**What the exercise asks**
Pick out each line of the listing that contains the word "person" and copy those lines.

#### Data section ####

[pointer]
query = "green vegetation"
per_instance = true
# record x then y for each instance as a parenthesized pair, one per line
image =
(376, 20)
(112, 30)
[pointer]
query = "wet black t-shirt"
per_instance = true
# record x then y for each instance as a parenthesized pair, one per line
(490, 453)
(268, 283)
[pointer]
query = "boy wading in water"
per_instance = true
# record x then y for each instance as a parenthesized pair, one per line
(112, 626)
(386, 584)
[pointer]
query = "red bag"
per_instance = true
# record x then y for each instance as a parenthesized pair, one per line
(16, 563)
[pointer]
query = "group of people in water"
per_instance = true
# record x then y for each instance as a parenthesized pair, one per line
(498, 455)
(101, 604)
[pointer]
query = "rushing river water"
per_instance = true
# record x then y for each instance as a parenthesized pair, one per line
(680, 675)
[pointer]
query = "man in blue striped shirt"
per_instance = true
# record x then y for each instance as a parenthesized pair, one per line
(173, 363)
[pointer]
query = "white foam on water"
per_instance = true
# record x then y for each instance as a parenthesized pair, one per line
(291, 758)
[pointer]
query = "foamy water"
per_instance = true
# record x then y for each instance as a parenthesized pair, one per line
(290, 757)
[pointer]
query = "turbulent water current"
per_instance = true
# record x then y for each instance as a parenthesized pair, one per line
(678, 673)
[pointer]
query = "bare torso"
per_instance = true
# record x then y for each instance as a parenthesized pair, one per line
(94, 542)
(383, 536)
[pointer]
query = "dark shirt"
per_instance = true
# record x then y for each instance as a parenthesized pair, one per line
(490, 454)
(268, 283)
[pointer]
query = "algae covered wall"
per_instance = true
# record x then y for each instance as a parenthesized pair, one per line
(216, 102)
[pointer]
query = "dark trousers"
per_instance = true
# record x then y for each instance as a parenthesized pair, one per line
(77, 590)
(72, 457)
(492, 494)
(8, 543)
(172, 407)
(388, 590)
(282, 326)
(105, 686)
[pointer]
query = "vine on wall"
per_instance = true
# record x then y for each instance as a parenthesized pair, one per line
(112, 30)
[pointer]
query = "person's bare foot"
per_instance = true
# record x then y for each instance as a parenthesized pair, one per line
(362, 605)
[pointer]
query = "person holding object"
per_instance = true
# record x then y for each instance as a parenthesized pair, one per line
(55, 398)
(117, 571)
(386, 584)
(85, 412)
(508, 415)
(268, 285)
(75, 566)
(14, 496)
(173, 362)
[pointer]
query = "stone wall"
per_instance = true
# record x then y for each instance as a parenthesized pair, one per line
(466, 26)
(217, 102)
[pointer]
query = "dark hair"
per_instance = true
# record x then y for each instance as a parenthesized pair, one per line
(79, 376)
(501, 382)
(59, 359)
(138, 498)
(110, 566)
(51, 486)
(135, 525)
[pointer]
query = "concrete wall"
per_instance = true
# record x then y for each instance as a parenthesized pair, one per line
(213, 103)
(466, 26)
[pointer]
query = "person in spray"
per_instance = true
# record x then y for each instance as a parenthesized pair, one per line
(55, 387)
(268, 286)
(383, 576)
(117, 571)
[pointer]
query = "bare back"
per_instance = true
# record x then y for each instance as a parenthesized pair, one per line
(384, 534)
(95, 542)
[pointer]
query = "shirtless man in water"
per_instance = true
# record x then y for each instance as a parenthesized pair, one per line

####

**Result of the exercise**
query = "person's bare foot"
query = "person holding object"
query = "person in spray"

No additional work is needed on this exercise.